[start of EXCERPTED RECORDS]

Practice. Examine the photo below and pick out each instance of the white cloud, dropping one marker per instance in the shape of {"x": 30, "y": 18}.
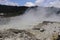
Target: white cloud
{"x": 37, "y": 2}
{"x": 29, "y": 4}
{"x": 7, "y": 2}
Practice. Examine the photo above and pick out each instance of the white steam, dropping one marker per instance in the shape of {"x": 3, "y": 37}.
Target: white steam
{"x": 31, "y": 17}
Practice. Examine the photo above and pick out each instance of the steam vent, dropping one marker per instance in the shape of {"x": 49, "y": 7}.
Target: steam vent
{"x": 18, "y": 23}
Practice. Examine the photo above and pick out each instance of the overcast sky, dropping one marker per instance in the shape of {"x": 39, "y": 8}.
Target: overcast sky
{"x": 55, "y": 3}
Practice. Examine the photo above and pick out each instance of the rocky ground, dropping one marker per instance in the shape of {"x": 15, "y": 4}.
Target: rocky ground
{"x": 43, "y": 31}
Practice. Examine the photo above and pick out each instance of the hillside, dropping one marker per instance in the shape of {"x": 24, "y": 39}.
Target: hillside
{"x": 9, "y": 11}
{"x": 43, "y": 31}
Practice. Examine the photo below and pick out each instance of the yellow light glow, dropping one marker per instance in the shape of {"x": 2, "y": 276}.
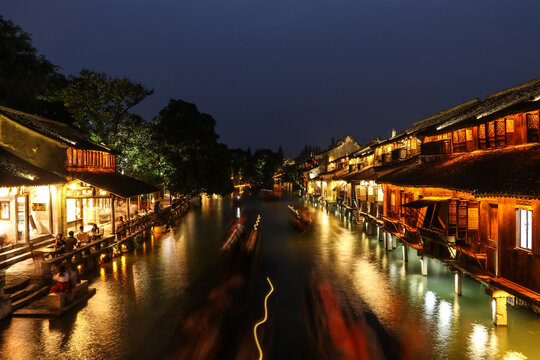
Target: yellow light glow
{"x": 264, "y": 319}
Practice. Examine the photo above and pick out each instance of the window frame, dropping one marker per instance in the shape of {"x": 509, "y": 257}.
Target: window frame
{"x": 528, "y": 226}
{"x": 8, "y": 207}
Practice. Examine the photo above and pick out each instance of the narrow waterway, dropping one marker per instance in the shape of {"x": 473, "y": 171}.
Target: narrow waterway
{"x": 142, "y": 297}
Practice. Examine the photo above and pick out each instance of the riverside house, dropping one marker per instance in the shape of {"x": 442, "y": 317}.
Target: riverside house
{"x": 53, "y": 179}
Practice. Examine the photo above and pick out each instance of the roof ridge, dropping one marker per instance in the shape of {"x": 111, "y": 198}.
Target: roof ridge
{"x": 447, "y": 111}
{"x": 514, "y": 88}
{"x": 37, "y": 117}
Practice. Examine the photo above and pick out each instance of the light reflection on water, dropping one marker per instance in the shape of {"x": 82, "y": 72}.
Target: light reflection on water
{"x": 423, "y": 311}
{"x": 135, "y": 303}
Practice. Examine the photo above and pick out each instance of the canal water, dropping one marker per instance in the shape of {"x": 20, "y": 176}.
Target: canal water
{"x": 142, "y": 297}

[end of EXCERPTED RECORDS]

*REQUIREMENT:* Retype the stretch of rows from the line containing "of the overcast" through the end of the rows, reproducing each line precisely and leaving the pictures out of the answer.

*TASK RESULT:*
Practice. Examine the photo above and pick out each instance of the overcast sky, dropping one marker per instance in the shape of {"x": 39, "y": 8}.
Target: overcast sky
{"x": 55, "y": 3}
Practice. Examine the photo above and pick out each instance of the rocky ground, dropping one marker per instance in the shape of {"x": 15, "y": 4}.
Target: rocky ground
{"x": 43, "y": 31}
Practice. Examine the photo above and pick out each instance of the hillside, dropping one marker per instance in the shape of {"x": 24, "y": 39}.
Target: hillside
{"x": 9, "y": 11}
{"x": 43, "y": 31}
Practice. Examine the photo below and pick out each instance of the yellow light glow, dropping one marker per instance in the shape of {"x": 2, "y": 276}.
Target: yellow light glow
{"x": 264, "y": 319}
Practice. Examine the photo above and pick out each instance of the window frame, dropping one marker per instance in the shape of {"x": 509, "y": 257}.
Target: window frame
{"x": 528, "y": 226}
{"x": 8, "y": 207}
Practice. Examine the photo above and pick out each instance of the narrow waterway, dropping one marker per instance in the shape of {"x": 473, "y": 171}.
Target: narrow waterway
{"x": 142, "y": 297}
Practice. Examine the photo above and pick out each instance of the riverside house, dropping one marker per instance in the shape of {"x": 442, "y": 317}.
Target: riverside house
{"x": 53, "y": 179}
Practice. Examine the photo above and pick out each instance of the roof ridge, dropping one marker per instance in the shape of {"x": 111, "y": 198}.
Target: roof ridge
{"x": 447, "y": 111}
{"x": 514, "y": 88}
{"x": 37, "y": 117}
Practice. Examine the photo above and pick out each instance of the light reflection on water, dropping one marker per instance in the shape of {"x": 82, "y": 72}.
Target: light reflection on water
{"x": 423, "y": 311}
{"x": 135, "y": 303}
Practice. Examine the photo above and pick out each instance of the canal water, dropping one marker per instance in the shape of {"x": 20, "y": 176}.
Target: canal water
{"x": 142, "y": 297}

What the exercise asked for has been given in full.